=== TASK 1 ===
Output the dive computer recall passage between "A series of" and "eve of trial.", inclusive.
=== TASK 2 ===
According to the dive computer recall passage, in what year were Dacor Darwin computers recalled?

=== QUOTED PASSAGE ===
= = = = = = =

A series of Uwatec Aladin Air X NitrOx dive computers made in 1995 was recalled in 2003 due to faulty software which miscalculated desaturation time, leading to at least seven cases of DCS attributed to their use. This is not the only recall for faulty software or calibration, Suunto D6 and D9s were recalled in 2006, Oceanic Versa Pro 2A in 2006, and Dacor Darwin computers in 2005, but no injuries were reported, and the units were recalled relatively soon after the problems were reported. The Uwatec Aladin Air X Nitrox recall occurred during a class action suit and after several related lawsuits against the company and several alleged cover-ups, starting as early as 1996. The case was settled on the eve of trial.

= = = = = = =

=== SUPPLIED INFORMATION ===
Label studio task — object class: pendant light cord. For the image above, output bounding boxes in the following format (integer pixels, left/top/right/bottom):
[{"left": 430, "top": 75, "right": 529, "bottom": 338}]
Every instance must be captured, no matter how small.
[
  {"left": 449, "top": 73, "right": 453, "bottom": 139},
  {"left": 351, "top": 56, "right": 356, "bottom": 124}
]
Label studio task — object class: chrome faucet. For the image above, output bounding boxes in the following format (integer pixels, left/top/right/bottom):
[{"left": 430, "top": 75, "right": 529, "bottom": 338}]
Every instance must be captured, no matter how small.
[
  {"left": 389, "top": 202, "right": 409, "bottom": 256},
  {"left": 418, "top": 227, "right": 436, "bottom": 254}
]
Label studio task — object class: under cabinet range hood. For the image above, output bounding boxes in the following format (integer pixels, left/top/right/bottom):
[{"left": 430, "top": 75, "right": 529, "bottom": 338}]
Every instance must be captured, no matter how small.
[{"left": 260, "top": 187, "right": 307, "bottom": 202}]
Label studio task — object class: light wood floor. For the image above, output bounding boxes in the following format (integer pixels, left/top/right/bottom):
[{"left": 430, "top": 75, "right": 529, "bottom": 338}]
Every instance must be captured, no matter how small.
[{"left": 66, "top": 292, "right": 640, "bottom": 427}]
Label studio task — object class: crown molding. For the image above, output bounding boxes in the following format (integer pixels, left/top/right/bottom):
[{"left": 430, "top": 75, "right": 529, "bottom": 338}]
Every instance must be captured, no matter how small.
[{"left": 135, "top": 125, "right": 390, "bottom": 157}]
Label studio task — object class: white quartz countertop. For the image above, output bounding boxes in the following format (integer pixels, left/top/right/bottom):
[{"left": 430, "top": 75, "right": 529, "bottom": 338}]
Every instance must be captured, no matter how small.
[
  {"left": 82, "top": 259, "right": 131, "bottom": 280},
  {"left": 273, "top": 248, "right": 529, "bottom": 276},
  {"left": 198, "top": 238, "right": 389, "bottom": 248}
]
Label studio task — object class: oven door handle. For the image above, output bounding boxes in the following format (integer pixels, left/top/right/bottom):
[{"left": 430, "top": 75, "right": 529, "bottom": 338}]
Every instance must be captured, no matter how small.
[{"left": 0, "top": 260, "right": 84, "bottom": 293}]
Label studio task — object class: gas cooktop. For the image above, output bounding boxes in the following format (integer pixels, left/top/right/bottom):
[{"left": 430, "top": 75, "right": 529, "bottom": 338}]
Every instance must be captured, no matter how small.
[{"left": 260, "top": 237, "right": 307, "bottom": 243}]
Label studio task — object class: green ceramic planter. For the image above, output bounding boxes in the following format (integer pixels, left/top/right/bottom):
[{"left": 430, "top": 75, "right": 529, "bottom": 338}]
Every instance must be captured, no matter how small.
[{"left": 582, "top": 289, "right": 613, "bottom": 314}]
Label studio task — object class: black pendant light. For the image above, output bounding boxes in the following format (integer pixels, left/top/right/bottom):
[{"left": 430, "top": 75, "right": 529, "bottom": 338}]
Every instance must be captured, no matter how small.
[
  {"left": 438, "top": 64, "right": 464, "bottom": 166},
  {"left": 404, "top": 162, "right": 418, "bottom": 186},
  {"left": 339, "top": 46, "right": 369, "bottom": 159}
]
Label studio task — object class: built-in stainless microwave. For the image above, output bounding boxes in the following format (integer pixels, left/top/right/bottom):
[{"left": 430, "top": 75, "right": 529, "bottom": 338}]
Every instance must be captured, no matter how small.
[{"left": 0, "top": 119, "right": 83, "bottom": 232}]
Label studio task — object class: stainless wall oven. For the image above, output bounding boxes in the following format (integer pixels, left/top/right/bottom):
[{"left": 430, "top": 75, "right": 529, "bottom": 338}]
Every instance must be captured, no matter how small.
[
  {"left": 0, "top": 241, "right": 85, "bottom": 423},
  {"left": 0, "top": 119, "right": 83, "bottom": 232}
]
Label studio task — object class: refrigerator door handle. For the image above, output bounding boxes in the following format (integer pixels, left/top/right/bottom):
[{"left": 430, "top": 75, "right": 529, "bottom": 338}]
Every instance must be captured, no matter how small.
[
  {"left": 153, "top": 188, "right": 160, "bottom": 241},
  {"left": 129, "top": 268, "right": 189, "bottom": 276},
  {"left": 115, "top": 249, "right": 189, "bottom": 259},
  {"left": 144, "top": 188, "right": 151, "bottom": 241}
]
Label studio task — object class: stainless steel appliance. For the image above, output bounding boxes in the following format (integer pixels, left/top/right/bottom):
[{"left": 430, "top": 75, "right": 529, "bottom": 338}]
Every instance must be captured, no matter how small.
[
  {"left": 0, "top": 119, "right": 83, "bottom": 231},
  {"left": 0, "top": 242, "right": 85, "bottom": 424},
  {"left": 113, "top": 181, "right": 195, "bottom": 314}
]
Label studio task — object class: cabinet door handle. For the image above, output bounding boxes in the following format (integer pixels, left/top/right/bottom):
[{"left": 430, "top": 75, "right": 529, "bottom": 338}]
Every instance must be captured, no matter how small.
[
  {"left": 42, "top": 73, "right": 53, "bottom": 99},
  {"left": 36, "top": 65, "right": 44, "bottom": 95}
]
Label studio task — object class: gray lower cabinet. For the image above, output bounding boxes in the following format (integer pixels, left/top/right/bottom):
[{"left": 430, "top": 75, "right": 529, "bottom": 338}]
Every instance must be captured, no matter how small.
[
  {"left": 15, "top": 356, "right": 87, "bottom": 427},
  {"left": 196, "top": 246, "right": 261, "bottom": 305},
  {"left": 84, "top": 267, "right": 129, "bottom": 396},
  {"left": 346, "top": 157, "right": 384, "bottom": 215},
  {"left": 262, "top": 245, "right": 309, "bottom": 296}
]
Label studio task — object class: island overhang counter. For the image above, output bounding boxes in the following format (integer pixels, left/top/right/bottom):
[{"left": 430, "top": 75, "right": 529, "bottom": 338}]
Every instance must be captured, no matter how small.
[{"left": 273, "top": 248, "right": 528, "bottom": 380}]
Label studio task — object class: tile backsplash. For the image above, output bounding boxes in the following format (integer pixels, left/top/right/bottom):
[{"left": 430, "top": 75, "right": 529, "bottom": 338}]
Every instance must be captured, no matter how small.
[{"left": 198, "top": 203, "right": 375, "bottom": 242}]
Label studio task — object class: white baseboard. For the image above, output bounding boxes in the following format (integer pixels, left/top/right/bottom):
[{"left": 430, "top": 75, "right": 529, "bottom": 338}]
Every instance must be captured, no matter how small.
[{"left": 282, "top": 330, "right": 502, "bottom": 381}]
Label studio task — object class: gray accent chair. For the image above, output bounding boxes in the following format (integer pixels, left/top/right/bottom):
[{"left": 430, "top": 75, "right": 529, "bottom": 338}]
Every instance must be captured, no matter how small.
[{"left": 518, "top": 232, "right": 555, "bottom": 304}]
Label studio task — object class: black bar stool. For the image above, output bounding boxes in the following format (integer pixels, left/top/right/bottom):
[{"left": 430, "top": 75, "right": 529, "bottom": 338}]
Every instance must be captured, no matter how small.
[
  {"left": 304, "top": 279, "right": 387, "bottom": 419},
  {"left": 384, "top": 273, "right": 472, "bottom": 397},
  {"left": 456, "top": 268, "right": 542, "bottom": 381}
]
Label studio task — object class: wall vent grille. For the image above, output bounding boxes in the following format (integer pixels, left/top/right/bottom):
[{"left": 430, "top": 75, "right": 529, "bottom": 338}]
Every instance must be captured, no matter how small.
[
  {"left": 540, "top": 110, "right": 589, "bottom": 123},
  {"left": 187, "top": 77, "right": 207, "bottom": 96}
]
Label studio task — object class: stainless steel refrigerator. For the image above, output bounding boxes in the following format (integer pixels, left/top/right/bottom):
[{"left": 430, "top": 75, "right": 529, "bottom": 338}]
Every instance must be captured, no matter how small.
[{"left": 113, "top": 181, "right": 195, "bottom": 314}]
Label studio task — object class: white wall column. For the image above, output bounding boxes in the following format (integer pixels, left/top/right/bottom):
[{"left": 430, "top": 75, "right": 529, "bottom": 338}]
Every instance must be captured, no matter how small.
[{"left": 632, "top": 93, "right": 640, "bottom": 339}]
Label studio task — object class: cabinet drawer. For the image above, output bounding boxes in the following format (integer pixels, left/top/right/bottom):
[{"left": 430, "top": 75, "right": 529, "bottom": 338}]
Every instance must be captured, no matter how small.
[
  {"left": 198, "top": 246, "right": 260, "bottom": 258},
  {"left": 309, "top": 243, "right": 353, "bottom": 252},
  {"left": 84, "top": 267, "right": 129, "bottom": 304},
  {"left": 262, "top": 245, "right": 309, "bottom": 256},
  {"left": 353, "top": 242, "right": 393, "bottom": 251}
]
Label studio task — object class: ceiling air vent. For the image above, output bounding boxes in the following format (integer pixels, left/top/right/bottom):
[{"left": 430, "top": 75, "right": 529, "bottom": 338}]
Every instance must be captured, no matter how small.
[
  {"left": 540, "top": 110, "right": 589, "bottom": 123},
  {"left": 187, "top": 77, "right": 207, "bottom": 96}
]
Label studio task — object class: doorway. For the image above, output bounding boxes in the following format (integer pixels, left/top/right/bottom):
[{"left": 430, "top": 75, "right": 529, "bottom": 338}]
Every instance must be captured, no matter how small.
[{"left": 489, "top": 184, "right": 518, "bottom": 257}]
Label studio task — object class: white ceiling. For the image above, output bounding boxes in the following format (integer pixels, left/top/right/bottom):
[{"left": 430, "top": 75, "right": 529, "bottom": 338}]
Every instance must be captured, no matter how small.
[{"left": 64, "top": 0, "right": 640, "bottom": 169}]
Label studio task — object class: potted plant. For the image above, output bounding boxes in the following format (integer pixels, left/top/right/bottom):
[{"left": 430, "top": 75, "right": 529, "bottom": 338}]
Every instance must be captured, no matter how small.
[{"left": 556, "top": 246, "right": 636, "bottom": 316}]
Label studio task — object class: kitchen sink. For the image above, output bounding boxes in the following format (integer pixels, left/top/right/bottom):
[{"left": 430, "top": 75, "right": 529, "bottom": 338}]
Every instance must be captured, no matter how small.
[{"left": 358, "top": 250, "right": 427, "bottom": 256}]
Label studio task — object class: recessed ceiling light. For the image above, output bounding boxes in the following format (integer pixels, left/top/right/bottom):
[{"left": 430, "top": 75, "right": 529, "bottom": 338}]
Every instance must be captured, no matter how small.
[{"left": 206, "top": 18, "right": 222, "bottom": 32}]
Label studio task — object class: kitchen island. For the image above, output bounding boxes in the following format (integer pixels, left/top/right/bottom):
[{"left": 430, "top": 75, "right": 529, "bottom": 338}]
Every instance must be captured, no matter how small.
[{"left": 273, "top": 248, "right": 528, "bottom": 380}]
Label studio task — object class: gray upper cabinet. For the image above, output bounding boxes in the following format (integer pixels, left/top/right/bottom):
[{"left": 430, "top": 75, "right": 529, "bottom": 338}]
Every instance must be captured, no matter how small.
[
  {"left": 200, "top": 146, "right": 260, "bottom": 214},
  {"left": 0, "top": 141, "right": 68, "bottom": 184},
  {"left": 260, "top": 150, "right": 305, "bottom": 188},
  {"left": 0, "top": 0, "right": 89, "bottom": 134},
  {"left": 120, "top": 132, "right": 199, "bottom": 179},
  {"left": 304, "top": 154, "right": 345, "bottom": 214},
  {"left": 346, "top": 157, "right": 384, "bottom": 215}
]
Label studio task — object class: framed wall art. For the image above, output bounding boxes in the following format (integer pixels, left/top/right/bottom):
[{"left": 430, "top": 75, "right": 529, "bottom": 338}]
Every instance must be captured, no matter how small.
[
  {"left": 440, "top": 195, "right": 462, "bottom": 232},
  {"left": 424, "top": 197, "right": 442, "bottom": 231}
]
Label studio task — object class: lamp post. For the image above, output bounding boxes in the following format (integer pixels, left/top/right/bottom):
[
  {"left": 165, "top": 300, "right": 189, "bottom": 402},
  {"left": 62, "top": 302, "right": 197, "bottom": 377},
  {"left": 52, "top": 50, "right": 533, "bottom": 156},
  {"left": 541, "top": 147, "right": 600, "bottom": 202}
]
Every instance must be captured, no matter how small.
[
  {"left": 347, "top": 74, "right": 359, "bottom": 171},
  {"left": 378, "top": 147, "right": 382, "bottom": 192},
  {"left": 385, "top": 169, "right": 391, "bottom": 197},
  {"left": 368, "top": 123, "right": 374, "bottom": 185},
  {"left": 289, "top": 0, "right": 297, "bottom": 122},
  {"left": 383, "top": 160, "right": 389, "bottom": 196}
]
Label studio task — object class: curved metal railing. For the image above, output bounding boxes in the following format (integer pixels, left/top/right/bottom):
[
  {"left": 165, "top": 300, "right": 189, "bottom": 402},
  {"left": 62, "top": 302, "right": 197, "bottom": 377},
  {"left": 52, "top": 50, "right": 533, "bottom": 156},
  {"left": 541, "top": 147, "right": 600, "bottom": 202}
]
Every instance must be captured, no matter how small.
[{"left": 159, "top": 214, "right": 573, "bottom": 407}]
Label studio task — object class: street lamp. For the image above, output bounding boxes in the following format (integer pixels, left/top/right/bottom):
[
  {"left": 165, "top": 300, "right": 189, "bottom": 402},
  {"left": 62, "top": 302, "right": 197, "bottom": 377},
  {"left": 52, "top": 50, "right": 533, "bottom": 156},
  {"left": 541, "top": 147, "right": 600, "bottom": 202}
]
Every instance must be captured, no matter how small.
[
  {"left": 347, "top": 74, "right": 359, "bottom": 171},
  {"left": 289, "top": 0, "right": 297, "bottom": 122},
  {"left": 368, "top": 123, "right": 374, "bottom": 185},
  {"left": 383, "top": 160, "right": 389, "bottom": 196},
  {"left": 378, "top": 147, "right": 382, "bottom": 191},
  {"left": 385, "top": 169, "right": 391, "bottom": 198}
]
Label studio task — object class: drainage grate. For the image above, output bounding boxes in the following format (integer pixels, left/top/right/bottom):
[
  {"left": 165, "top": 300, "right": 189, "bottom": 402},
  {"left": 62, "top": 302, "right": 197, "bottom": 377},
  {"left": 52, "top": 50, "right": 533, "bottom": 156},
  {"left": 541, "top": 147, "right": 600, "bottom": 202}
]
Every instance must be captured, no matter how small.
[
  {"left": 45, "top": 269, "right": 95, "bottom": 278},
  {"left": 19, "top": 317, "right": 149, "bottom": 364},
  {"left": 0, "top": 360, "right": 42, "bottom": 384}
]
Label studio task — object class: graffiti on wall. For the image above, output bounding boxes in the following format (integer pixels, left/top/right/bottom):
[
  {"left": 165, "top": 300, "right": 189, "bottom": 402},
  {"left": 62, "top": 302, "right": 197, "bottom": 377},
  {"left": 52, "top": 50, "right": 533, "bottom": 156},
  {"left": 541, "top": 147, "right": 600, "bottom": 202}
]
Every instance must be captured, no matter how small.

= = = = = = =

=== ANSWER SECTION 1 ===
A series of Uwatec Aladin Air X NitrOx dive computers made in 1995 was recalled in 2003 due to faulty software which miscalculated desaturation time, leading to at least seven cases of DCS attributed to their use. This is not the only recall for faulty software or calibration, Suunto D6 and D9s were recalled in 2006, Oceanic Versa Pro 2A in 2006, and Dacor Darwin computers in 2005, but no injuries were reported, and the units were recalled relatively soon after the problems were reported. The Uwatec Aladin Air X Nitrox recall occurred during a class action suit and after several related lawsuits against the company and several alleged cover-ups, starting as early as 1996. The case was settled on the eve of trial.

=== ANSWER SECTION 2 ===
2005